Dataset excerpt
▽
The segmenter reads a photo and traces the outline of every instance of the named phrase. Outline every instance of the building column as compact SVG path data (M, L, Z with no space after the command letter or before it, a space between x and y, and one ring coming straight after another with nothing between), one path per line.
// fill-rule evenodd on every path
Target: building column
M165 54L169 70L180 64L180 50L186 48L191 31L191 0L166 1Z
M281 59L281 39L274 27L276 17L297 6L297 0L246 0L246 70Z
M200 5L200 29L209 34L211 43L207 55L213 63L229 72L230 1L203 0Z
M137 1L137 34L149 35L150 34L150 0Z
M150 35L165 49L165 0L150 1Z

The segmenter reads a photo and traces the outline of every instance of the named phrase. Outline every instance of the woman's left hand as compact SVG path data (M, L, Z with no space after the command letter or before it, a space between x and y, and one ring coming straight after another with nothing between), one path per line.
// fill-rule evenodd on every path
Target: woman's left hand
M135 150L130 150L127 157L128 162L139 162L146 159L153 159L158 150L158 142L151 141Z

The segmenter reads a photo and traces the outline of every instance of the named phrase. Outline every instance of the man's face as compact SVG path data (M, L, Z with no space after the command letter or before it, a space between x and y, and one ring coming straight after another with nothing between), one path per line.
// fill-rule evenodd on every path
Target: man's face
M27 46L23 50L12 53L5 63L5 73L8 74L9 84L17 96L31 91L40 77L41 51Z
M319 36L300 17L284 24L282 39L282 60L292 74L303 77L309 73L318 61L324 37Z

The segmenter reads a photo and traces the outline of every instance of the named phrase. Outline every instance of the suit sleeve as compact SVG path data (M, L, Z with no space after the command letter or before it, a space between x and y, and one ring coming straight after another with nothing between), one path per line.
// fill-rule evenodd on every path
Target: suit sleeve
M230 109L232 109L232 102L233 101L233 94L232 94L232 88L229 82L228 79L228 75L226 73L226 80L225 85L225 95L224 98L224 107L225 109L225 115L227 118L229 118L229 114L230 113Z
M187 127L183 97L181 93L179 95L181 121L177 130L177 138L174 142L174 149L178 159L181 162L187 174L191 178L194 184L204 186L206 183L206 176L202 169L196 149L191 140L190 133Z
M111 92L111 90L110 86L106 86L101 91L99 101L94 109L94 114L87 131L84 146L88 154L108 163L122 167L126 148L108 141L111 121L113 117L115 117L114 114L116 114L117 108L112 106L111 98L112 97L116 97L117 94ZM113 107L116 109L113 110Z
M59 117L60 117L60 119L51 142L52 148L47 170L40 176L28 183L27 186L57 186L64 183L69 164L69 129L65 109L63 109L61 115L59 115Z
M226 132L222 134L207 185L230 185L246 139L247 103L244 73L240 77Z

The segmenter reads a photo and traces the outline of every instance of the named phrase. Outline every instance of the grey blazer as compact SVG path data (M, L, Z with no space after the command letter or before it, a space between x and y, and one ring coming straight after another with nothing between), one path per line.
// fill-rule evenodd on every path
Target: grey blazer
△
▽
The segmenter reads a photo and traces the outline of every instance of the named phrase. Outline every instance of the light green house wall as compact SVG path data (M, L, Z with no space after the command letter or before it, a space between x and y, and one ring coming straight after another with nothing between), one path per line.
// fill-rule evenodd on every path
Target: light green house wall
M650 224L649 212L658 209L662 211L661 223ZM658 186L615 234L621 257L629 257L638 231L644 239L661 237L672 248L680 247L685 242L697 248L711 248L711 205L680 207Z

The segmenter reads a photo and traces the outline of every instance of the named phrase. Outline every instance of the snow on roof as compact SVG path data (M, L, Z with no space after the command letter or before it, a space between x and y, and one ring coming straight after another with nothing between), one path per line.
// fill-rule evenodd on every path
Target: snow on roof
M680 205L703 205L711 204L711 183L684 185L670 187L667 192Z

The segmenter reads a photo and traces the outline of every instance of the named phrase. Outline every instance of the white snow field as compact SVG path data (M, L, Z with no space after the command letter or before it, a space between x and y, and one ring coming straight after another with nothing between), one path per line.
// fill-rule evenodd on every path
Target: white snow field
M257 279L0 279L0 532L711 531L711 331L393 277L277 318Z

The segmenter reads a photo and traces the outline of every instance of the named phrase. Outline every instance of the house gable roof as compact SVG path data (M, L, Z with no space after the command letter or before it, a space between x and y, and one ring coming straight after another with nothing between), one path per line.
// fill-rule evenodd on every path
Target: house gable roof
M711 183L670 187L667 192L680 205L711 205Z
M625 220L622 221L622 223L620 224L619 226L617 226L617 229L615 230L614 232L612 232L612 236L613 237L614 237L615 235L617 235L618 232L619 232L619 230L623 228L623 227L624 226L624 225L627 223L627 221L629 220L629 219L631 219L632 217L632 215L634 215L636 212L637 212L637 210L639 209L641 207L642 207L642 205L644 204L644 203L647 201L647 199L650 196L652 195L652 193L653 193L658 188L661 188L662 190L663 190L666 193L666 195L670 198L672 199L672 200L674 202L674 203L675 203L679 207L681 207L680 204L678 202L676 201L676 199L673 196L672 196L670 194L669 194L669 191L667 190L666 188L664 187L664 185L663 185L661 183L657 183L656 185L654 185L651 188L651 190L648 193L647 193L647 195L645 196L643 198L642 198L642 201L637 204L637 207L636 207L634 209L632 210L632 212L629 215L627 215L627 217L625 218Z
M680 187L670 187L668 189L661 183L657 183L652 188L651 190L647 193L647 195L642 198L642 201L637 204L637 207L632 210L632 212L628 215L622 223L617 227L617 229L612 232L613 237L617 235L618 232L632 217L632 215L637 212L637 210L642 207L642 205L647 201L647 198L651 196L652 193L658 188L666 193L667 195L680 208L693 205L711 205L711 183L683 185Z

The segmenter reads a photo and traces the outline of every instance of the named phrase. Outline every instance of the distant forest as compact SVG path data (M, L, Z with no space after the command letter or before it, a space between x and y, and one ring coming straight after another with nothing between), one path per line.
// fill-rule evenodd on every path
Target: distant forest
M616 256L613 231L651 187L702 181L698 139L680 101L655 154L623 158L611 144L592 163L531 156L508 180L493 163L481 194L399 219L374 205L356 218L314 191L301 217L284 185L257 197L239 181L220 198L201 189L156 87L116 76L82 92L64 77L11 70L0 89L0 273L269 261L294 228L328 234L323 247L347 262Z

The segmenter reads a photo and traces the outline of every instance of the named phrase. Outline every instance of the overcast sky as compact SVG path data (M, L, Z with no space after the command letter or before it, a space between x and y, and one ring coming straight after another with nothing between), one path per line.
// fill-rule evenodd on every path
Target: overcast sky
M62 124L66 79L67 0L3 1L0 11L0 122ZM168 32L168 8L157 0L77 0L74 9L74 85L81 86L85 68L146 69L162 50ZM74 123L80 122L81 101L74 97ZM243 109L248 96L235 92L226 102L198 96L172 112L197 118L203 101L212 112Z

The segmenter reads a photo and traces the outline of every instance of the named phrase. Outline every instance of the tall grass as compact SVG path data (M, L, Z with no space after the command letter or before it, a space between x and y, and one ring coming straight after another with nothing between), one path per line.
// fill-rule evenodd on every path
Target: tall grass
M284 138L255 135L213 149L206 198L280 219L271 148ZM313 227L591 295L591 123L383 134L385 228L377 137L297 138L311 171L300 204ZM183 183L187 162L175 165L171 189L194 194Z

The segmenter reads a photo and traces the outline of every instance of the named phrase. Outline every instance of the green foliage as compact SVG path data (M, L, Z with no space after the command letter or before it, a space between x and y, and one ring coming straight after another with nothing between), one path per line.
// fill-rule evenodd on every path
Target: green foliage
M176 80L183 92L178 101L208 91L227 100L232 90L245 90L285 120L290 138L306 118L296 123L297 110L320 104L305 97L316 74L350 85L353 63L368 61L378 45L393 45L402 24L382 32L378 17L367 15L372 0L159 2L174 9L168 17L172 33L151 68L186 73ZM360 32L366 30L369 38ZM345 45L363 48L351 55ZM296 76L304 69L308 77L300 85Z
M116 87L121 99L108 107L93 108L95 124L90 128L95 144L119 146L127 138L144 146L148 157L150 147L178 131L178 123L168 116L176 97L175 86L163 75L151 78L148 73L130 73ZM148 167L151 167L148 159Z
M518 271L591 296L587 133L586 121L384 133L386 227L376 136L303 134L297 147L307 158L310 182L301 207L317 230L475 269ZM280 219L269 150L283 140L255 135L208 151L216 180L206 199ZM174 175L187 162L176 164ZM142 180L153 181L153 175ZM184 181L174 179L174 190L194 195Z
△
▽
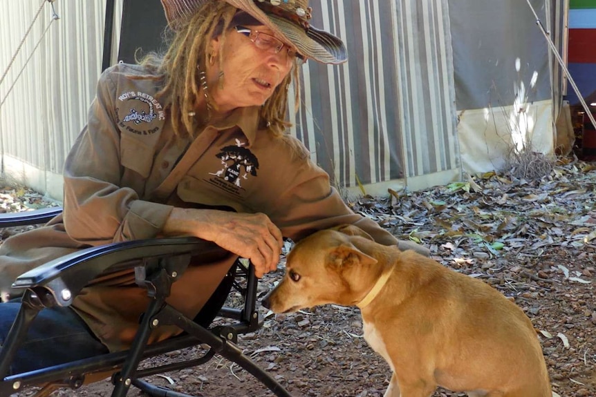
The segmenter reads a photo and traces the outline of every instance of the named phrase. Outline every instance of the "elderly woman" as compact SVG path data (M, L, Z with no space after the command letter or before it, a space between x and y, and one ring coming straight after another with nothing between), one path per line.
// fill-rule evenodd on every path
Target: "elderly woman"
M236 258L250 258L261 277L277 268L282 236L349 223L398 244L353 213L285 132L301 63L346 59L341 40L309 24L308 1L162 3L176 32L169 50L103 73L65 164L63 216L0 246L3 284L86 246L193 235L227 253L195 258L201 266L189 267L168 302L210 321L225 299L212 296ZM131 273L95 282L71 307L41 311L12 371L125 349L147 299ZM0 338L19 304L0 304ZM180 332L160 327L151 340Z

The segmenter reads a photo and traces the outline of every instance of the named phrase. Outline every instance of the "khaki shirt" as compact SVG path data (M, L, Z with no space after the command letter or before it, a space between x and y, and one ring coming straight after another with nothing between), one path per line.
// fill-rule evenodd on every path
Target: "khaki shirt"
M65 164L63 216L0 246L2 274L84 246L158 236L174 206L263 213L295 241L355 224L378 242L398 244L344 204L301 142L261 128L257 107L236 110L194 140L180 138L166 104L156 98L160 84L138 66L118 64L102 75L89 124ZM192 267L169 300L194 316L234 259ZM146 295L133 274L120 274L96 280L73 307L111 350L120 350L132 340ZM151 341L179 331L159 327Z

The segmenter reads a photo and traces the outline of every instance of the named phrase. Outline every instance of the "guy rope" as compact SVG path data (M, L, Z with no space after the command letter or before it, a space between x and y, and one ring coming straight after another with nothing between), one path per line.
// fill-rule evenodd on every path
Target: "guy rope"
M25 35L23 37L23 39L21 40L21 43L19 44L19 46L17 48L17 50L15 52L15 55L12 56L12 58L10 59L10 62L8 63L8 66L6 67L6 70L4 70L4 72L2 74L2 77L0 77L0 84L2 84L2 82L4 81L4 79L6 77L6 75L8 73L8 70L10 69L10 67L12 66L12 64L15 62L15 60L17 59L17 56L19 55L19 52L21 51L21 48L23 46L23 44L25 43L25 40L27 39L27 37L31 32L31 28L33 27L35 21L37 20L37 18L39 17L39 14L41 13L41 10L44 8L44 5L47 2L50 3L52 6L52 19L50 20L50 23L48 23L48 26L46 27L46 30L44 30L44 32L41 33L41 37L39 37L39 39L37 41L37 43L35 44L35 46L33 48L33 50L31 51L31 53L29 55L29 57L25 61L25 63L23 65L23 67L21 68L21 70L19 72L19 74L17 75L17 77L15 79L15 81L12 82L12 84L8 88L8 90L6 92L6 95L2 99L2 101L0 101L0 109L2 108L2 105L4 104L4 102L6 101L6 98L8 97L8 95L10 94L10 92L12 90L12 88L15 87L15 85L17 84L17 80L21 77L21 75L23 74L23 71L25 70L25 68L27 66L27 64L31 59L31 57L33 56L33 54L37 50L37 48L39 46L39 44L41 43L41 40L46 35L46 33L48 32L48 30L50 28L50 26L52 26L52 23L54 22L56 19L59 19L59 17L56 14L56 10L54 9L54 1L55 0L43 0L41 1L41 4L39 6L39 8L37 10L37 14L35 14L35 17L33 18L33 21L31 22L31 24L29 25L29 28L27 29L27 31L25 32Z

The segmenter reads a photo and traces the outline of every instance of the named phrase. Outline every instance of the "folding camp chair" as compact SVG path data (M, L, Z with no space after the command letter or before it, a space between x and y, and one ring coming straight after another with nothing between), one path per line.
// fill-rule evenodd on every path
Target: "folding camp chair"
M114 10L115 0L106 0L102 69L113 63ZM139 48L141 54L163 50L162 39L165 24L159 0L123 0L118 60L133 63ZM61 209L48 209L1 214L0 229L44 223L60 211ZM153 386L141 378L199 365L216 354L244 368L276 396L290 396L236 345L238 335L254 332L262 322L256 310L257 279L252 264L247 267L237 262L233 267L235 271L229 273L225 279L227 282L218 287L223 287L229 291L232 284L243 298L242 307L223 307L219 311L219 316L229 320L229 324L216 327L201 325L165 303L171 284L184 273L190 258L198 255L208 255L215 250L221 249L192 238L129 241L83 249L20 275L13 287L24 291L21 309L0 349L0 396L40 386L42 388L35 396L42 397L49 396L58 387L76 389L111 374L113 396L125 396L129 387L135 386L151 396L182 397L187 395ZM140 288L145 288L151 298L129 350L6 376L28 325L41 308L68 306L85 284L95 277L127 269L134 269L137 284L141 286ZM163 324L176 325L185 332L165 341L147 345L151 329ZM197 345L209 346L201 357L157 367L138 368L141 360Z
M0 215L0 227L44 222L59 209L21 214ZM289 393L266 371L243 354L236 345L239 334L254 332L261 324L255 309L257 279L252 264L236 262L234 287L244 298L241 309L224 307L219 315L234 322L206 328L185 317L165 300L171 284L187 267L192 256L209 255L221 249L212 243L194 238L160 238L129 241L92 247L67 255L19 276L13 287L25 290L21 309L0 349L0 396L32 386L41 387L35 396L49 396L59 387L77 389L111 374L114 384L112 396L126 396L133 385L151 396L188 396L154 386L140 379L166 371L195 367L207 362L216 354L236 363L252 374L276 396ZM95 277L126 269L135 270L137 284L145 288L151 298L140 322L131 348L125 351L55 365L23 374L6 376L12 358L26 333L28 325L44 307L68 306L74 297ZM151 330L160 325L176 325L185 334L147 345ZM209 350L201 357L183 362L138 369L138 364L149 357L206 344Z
△
WHAT THE TASK ASKS.
Write out everything from the line containing "of the white" down to the line containing "M257 279L0 279L0" as a numbered list. Include both of those lines and leave out any blank lines.

EXPECTED ANSWER.
1. The segmenter reads a photo and traces the outline of every instance of the named phrase. Outline every instance of the white snow field as compact SVG path data (M, L, Z with no space after the command letter or before it, a space between x and y, and one ring coming straight after another with nothing between), one path per line.
2. // fill-rule evenodd on every path
3. Target: white snow field
4. M257 279L0 279L0 532L711 531L711 331L393 277L277 318Z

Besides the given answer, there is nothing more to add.